• **ASSIGNMENT**:
In the entries below, the lines from the one with "Mark every instance of the emergency" through the one with "Target: emergency placard" are to be copied exactly; both ends count.

• **INPUT FOR THIS TASK**:
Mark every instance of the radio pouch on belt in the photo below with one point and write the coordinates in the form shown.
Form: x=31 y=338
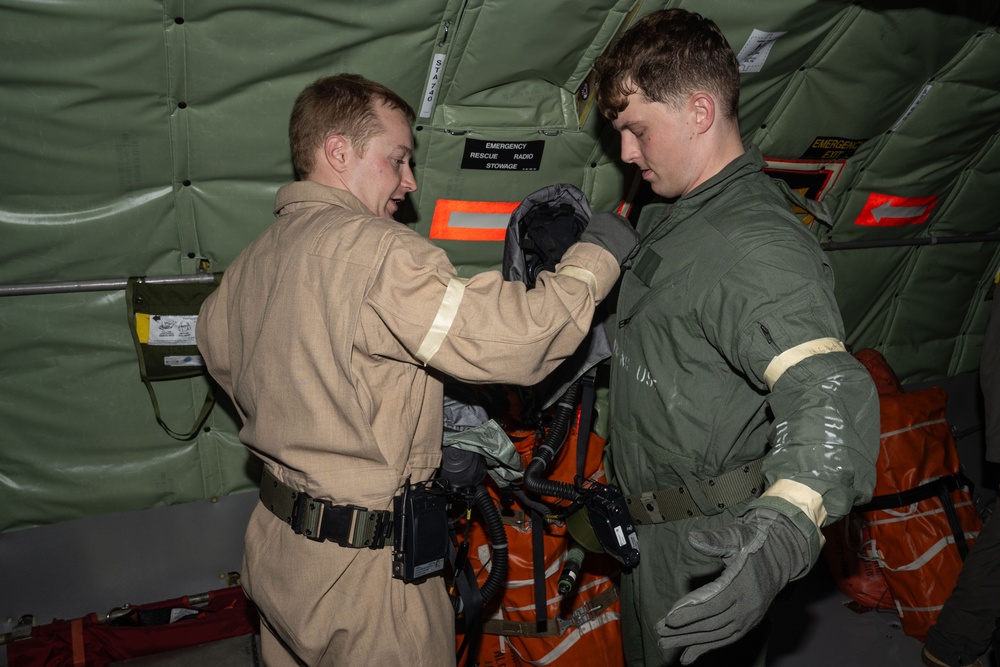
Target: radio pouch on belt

==

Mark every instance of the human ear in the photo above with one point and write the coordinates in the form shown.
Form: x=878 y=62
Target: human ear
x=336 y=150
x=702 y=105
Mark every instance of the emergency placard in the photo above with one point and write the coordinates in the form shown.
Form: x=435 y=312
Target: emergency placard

• **ANSWER TO THIS PROBLEM**:
Mark every instance of the emergency placard in the photo above with one point and write the coordinates in the form shown.
Form: x=435 y=312
Target: emergency placard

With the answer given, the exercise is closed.